**** Dataset content
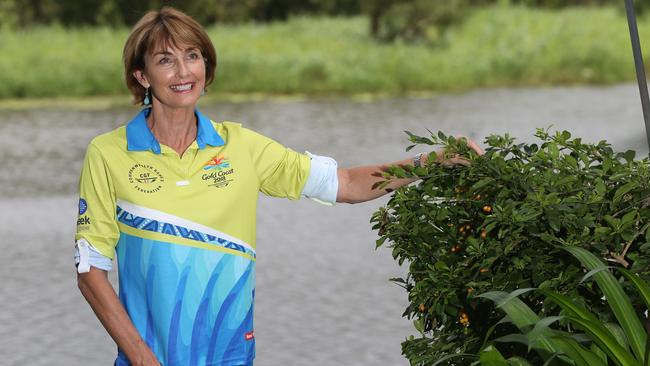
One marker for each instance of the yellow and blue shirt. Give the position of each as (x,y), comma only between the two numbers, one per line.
(183,228)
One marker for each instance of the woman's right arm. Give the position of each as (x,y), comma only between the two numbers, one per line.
(101,296)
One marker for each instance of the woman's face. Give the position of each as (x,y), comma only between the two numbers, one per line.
(175,76)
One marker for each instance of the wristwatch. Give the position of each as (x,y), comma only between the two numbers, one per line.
(417,160)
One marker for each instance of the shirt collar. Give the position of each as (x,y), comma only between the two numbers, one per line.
(140,138)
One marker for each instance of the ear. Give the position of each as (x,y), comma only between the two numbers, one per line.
(141,78)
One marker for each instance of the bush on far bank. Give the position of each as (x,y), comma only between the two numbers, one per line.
(497,46)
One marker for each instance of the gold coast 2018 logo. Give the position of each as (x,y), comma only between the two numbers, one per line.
(145,178)
(220,172)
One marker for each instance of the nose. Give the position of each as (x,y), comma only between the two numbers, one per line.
(182,69)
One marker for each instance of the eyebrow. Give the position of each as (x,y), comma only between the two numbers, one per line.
(189,49)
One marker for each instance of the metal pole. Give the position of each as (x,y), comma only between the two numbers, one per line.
(640,71)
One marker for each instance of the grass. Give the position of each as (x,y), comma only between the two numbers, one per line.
(496,46)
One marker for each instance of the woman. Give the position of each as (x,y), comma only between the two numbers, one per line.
(174,195)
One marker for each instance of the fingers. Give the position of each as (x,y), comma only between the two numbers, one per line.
(472,145)
(455,160)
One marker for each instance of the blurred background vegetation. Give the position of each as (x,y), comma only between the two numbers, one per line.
********
> Task
Leaving out every picture, repeat the records above exactly as they stand.

> Problem solution
One marker for each instance of the yellow and blue shirt. Give the position of each as (x,y), comma only between the two numbers, one per line.
(183,228)
One marker for each instance of the woman's right arm. Give the position of each as (x,y), comma only between the two numbers, one per line.
(101,296)
One marker for each instance of the woman's face. Give the position of each as (x,y), comma only between the two numbers, one per line.
(175,76)
One marker for each instance of the wristwatch. Give the position of each as (x,y), comma only between the two numbers, one per line.
(417,160)
One marker for each instance of the shirt collar. Give the position of each as (x,y), comma only between the two numbers, one per line.
(140,138)
One marker for each instance of the ear. Give the position of each as (x,y), comma only between the two numbers, one per line.
(141,78)
One marker for each instance of the bush on far bank. Give the position of each as (x,y), comma only between the two numbers, one per line.
(497,46)
One marker for each instance of the gold coast 2018 logo. Give the position of each as (x,y), comma only between the two numbers, one per line.
(145,178)
(220,172)
One marker for each instance of the nose. Give the position of each as (x,y), comma only between the two numbers, one per line.
(182,69)
One marker for each instance of the eyebrow. Give the position of each as (x,y), comma only between the two numbers, one per line.
(189,49)
One marker for each instance of the metal pole. Give the position of each as (x,y), comma only between the two numbers, one per line.
(640,71)
One marker for each instance of the grass. Give the position of each as (x,y), comma only between the two numbers, one per line.
(496,46)
One marker for each instance of the woman. Give the position of each as (x,y), comma only between the two numbers, one per line.
(174,195)
One marker for each instance of the fingers. Give the position of each as (x,y), comma only between the two numbers, one per line.
(472,145)
(455,160)
One marker for each instance of the blurred background vegetation. Give the position of each as (x,y), comma only between the two numbers, one per line.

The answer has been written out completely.